• _TEXT BLOCK_:
OpenCL (JOCL) - 2D calculus over two arrays in Kernel

954 views Asked by At

I'm asking this here because I thought I've understood how OpenCL works but... I think there are several things I don't get.

What I want to do is to get the difference between all the values of two arrays, then calculate the hypot and finally get the maximum hypot value, so If I have:

double[] arrA = new double[]{1,2,3}
double[] arrB = new double[]{6,7,8}

Calculate
dx1 = 1 - 1; dx2 = 2 - 1; dx3 = 3 - 1, dx4= 1 - 2;... dxLast = 3 - 3
dy1 = 6 - 6; dy2 = 7 - 6; dy3 = 8 - 6, dy4= 6 - 7;... dyLast = 8 - 8

(Extreme dx and dy will get 0, but i don't care about ignoring those cases by now)

Then calculate each hypot based on hypot(dx(i), dy(i)) And once all these values where obtained, get the maximum hypot value

So, I have the next defined Kernel:

String programSource =
    "#ifdef cl_khr_fp64 \n"
+ "   #pragma OPENCL EXTENSION cl_khr_fp64 : enable \n"
+ "#elif defined(cl_amd_fp64) \n"
+ "   #pragma OPENCL EXTENSION cl_amd_fp64 : enable \n"
+ "#else "
+ "   #error Double precision floating point not supported by OpenCL implementation.\n"
+ "#endif \n"
+ "__kernel void "
+ "sampleKernel(__global const double *bufferX,"
+ "             __global const double *bufferY,"
+ "             __local double* scratch,"
+ "             __global double* result,"
+ "             __const int lengthX,"
+ "             __const int lengthY){"
+ "    const int index_a = get_global_id(0);"//Get the global indexes for 2D reference
+ "    const int index_b = get_global_id(1);"
+ "    const int local_index = get_local_id(0);"//Current thread id -> Should be the same as index_a * index_b + index_b;
+ "    if (local_index < (lengthX * lengthY)) {"// Load data into local memory
+ "       if(index_a < lengthX && index_b < lengthY)"
+ "       {"

[Items stored from a collection]
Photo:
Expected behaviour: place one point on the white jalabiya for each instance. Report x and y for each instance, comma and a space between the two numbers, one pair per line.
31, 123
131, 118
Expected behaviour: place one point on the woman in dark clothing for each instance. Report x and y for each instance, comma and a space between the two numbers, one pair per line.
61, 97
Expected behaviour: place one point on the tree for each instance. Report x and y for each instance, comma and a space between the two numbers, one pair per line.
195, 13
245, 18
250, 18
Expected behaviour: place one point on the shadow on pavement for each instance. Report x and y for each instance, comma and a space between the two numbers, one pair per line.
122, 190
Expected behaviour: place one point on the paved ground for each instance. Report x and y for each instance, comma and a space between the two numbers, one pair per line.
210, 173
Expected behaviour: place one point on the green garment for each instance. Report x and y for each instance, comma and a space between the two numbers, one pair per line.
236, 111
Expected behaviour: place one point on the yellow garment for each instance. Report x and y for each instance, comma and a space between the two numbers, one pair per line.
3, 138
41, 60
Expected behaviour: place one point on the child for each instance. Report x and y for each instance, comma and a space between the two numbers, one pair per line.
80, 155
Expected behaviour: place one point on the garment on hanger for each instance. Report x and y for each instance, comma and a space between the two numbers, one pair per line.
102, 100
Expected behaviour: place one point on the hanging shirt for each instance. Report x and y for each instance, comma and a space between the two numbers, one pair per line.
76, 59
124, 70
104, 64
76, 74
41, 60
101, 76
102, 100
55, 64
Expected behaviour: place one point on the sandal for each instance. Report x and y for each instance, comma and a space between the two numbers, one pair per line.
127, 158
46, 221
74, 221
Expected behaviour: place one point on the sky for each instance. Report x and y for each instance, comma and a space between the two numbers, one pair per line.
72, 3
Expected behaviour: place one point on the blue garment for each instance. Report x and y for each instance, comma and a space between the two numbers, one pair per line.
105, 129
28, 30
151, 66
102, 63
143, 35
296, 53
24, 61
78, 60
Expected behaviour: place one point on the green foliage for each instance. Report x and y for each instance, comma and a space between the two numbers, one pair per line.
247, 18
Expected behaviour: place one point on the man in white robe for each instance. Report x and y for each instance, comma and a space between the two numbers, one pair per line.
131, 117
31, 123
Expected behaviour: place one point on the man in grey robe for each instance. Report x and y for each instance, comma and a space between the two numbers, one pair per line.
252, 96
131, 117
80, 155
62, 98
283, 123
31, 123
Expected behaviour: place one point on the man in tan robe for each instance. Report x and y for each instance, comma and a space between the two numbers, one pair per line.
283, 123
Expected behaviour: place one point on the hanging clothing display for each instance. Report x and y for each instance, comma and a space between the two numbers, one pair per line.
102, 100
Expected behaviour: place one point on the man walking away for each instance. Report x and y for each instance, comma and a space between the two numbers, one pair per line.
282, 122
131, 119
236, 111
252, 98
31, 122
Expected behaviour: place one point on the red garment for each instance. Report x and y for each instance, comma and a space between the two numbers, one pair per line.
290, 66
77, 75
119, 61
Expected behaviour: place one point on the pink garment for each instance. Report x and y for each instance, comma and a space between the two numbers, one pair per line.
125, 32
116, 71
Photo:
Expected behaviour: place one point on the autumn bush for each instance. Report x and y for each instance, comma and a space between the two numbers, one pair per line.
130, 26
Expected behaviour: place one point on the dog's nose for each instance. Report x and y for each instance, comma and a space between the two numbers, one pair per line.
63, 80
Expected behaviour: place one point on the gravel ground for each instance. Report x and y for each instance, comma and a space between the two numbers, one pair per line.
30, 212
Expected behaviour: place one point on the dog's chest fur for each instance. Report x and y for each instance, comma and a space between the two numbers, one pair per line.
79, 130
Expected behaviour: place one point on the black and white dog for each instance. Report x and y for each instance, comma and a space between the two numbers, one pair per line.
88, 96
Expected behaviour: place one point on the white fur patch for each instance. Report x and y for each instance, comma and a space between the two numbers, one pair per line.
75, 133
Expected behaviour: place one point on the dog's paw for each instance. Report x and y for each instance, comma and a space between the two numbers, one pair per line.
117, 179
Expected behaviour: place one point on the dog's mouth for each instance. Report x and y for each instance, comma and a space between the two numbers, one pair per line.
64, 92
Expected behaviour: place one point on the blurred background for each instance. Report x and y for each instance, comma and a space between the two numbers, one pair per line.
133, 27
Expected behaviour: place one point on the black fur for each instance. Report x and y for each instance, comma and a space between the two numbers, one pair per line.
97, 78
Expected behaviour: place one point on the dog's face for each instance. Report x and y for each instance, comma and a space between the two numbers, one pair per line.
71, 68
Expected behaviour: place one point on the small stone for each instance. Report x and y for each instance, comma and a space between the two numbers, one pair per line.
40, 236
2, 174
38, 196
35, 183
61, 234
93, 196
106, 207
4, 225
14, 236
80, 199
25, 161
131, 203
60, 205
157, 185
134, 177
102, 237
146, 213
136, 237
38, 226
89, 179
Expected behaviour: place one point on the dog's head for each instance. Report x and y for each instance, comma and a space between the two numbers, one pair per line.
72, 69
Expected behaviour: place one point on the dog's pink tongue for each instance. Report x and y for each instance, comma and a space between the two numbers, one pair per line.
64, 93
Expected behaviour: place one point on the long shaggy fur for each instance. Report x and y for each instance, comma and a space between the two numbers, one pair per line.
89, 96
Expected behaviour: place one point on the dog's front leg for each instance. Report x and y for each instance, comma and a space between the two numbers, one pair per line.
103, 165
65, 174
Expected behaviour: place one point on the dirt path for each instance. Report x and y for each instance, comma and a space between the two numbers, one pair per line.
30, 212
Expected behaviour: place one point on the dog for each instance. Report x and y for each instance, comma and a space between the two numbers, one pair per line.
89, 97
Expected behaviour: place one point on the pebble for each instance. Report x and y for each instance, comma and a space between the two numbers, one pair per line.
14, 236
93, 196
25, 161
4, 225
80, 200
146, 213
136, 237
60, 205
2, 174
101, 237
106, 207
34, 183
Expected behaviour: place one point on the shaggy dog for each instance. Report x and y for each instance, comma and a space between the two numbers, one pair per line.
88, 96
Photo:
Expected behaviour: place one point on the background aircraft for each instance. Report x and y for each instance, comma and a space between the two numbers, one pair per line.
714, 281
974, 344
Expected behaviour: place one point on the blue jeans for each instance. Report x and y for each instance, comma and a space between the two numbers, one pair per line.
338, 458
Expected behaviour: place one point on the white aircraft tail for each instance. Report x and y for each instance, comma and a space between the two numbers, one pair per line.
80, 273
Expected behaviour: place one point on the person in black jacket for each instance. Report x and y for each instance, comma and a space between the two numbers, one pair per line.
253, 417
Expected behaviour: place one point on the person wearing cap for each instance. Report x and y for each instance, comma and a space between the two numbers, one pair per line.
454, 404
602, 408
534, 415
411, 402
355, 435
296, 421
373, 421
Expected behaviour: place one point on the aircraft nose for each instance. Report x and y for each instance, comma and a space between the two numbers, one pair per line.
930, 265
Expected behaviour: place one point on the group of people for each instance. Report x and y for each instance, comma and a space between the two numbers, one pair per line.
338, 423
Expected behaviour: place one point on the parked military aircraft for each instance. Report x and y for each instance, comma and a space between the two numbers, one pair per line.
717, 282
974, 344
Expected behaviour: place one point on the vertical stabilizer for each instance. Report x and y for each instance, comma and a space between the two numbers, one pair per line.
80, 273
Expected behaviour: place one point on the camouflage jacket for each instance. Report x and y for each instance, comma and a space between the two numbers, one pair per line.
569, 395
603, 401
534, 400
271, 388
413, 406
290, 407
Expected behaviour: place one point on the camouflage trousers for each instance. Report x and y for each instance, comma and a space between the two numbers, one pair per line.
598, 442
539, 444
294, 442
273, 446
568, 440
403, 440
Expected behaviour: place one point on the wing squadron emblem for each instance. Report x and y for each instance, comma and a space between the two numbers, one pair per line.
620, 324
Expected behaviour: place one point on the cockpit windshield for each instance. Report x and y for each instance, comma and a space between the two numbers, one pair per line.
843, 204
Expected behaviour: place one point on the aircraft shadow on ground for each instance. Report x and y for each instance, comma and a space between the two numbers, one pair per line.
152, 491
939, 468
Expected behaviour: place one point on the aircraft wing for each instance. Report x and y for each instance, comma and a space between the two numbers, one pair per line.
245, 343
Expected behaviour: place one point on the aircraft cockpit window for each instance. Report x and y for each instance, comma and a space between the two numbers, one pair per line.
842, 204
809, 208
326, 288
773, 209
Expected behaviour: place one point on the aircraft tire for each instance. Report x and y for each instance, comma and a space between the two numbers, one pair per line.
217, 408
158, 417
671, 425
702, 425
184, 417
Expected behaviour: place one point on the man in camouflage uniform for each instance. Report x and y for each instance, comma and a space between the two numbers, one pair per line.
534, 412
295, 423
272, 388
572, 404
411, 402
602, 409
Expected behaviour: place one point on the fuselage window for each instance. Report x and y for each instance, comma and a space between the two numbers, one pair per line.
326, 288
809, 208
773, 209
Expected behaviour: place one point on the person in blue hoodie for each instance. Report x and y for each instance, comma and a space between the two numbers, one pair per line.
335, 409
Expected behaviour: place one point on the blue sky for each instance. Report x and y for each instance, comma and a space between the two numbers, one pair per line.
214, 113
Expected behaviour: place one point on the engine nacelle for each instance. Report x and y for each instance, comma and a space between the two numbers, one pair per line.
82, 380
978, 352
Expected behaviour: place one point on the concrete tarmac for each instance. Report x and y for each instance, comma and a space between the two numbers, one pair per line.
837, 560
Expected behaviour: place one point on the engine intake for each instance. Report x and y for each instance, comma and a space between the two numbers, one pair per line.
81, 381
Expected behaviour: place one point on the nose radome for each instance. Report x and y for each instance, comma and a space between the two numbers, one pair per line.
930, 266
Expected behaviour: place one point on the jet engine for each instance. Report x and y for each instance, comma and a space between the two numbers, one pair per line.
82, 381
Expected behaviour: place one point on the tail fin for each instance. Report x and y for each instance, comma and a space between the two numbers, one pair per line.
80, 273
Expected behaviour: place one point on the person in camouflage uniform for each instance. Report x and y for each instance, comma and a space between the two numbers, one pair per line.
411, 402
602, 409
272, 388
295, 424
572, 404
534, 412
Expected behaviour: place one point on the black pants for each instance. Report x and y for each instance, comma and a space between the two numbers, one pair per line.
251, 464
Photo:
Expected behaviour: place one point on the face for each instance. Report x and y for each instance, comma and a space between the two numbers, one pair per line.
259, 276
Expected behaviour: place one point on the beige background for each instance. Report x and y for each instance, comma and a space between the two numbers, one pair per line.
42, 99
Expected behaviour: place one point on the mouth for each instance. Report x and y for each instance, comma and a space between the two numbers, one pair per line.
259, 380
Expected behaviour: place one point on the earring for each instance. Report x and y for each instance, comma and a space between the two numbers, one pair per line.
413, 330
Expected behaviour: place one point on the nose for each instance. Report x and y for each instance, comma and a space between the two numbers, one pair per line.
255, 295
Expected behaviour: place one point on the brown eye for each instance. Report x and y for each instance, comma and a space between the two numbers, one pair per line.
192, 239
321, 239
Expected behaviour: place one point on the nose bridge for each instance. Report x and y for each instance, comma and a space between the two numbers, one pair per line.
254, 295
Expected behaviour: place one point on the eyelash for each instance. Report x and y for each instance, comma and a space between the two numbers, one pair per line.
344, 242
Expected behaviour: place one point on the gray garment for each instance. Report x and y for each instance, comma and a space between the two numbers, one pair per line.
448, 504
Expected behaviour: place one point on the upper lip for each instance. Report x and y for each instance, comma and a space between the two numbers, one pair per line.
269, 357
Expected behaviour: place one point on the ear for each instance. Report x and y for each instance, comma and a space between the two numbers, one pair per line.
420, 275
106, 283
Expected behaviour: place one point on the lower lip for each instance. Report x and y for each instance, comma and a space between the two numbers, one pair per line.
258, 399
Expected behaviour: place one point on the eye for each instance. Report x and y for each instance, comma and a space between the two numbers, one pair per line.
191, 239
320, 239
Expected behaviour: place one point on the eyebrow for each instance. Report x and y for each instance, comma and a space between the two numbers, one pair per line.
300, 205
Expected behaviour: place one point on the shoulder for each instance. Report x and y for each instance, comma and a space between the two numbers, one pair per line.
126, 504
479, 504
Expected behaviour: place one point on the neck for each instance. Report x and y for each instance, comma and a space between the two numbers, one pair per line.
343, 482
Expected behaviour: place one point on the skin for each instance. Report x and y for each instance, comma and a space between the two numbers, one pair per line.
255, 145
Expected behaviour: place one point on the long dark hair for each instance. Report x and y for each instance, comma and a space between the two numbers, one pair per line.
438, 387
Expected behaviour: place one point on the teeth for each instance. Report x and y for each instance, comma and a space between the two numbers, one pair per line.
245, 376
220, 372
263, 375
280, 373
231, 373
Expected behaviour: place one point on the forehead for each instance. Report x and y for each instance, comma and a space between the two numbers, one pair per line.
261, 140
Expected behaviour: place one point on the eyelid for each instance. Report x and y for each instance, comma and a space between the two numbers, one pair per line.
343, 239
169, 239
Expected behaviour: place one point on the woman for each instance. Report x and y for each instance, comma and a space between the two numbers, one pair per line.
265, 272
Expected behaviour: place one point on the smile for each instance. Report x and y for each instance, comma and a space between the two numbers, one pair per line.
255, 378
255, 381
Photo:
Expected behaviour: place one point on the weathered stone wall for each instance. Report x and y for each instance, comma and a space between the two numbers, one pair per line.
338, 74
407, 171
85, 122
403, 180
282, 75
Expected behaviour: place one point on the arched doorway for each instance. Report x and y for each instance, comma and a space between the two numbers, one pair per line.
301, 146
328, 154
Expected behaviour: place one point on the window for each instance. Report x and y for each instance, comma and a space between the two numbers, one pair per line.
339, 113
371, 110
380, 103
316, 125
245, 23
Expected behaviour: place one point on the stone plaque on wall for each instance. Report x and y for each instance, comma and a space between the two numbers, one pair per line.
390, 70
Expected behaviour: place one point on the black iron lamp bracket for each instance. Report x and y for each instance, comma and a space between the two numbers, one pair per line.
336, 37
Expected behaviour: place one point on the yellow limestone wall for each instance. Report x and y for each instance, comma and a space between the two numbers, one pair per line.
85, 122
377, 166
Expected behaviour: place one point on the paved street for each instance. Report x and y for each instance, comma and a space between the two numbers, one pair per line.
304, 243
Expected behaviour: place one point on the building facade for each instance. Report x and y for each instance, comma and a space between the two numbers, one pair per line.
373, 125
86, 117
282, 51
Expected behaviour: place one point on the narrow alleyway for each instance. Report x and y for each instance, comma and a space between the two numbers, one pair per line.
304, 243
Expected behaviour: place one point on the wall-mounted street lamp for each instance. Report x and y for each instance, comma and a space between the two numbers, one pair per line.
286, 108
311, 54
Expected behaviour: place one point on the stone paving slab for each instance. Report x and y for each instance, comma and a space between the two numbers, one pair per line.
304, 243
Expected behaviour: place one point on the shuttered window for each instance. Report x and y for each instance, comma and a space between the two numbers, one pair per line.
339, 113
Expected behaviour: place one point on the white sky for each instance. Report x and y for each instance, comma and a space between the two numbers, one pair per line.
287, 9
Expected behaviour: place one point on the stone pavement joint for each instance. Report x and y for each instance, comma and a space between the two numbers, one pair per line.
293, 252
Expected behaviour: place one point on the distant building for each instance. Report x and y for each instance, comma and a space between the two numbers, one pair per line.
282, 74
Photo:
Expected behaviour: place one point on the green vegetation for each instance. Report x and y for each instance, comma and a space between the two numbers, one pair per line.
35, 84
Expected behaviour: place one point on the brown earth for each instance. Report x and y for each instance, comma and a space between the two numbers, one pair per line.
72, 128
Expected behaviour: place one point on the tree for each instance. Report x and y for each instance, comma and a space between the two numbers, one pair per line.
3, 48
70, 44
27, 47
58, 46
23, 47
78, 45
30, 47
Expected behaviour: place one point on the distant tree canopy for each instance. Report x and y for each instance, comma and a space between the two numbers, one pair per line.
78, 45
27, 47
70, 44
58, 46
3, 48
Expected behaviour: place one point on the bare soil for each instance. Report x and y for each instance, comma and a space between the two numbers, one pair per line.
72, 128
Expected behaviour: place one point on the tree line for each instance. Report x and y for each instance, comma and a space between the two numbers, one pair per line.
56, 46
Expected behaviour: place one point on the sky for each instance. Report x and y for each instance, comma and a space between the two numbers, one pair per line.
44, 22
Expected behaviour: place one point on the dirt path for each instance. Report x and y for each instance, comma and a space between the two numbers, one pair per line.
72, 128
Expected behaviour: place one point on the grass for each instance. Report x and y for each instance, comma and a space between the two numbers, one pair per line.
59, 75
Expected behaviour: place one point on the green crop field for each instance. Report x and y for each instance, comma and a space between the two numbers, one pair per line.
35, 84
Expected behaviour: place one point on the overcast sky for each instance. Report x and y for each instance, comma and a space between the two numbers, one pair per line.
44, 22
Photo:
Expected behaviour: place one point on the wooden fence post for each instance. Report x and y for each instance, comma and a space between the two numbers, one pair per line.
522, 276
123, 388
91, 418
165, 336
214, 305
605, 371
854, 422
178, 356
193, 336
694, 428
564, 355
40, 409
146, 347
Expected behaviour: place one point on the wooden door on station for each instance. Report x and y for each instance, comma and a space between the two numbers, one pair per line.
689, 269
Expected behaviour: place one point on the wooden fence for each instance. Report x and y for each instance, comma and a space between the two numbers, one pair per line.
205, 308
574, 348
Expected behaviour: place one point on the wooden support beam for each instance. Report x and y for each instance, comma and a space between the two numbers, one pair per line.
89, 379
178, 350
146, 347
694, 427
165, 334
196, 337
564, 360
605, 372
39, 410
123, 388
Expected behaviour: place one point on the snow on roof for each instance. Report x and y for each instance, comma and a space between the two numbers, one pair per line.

• _TASK SET_:
1. Can you reproduce the OpenCL kernel question word for word, from "OpenCL (JOCL) - 2D" up to and including "I don't get."?
2. Can you resume the JOCL kernel post, picking up right after its last line?

• _OUTPUTS_:
1.
OpenCL (JOCL) - 2D calculus over two arrays in Kernel

954 views Asked by At

I'm asking this here because I thought I've understood how OpenCL works but... I think there are several things I don't get.

2.
+ "           double dx = (bufferX[index_b] - bufferX[index_a]);"
+ "           double dy = (bufferY[index_b] - bufferY[index_a]);"
+ "           scratch[local_index] = hypot(dx, dy);"
+ "       }"
+ "    } "
+ "    else {"
+ "       scratch[local_index] = 0;"// Infinity is the identity element for the min operation
+ "    }"
//Make a Barrier to make sure all values were set into the local array
+ "    barrier(CLK_LOCAL_MEM_FENCE);"
//If someone can explain to me the offset thing I'll really apreciate that...
//I just know there is alway a division by 2
+ "    for(int offset = get_local_size(0) / 2; offset > 0; offset >>= 1) {"
+ "       if (local_index < offset) {"
+ "          float other = scratch[local_index + offset];"
+ "          float mine = scratch[local_index];"
+ "          scratch[local_index] = (mine > other) ? mine : other;"
+ "       }"
+ "       barrier(CLK_LOCAL_MEM_FENCE);"
//A barrier to make sure that all values where checked
+ "    }"
+ "    if (local_index == 0) {"
+ "       result[get_group_id(0)] = scratch[0];"
+ "    }"
+ "}";

For this case, the defined GWG size is (100, 100, 0) and a LWI size of (10, 10, 0).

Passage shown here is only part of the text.